▸ DIRECTIONS FOR THIS TASK
Extract precisely the lines of the entries below, from the first line through the line containing "the black throat".
++++ PROVIDED MATERIAL
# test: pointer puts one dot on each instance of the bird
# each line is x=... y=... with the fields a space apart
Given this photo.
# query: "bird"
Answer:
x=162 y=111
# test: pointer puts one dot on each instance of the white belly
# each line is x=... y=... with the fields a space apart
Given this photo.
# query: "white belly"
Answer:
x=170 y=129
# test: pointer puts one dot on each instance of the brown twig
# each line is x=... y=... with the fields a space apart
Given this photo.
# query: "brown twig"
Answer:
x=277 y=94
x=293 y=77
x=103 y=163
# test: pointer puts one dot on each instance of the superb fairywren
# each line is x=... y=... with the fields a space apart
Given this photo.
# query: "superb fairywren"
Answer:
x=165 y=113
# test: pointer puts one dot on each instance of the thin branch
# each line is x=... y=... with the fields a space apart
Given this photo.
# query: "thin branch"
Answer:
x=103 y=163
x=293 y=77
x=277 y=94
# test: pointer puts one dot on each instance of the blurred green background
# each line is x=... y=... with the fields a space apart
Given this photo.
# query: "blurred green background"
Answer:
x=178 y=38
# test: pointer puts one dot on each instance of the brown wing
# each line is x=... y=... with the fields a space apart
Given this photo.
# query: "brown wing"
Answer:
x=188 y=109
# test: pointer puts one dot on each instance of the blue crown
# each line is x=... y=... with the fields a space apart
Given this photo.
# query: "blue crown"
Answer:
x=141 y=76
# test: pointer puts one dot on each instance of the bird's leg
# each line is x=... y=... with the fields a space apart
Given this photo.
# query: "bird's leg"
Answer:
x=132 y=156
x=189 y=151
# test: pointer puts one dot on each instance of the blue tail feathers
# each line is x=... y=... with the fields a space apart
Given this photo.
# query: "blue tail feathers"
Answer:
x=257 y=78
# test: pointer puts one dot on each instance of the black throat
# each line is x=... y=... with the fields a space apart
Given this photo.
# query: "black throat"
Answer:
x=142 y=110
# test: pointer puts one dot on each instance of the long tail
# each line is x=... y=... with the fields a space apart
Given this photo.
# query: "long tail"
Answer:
++++++++
▸ RESULT BELOW
# test: pointer puts one dot on each instance of the bird
# each line is x=... y=... with the fields a space apart
Given this photo.
# query: "bird"
Answer:
x=162 y=111
# test: pointer puts one dot on each instance of the white belly
# each line is x=... y=... with the fields a space apart
Given this photo.
# query: "white belly"
Answer:
x=170 y=129
# test: pointer puts one dot on each instance of the brown twig
# each line is x=... y=... with the fields a space apart
Given this photo.
# query: "brown twig"
Answer:
x=277 y=94
x=293 y=77
x=103 y=163
# test: pointer puts one dot on each instance of the superb fairywren
# each line is x=... y=... with the fields a space apart
Given this photo.
# query: "superb fairywren"
Answer:
x=165 y=113
# test: pointer puts one dot on each instance of the thin branch
# each line is x=... y=... with the fields a space apart
Given this photo.
# query: "thin branch"
Answer:
x=103 y=163
x=293 y=77
x=277 y=94
# test: pointer puts one dot on each instance of the blurred green background
# each line is x=... y=... with the fields a space apart
Given this photo.
# query: "blurred green background"
Answer:
x=178 y=38
# test: pointer puts one dot on each instance of the brown wing
# each line is x=... y=... with the fields a space apart
Given this photo.
# query: "brown wing"
Answer:
x=188 y=109
# test: pointer puts one dot on each instance of the blue crown
# each line is x=... y=... with the fields a space apart
Given this photo.
# query: "blue crown"
Answer:
x=141 y=76
# test: pointer puts one dot on each instance of the bird's leg
# each line is x=... y=... with the fields a space apart
Given this photo.
# query: "bird's leg"
Answer:
x=132 y=156
x=189 y=151
# test: pointer puts one dot on each instance of the blue tail feathers
# each line is x=... y=... with the fields a space apart
Given this photo.
# query: "blue tail feathers"
Answer:
x=257 y=78
# test: pointer puts one dot on each instance of the black throat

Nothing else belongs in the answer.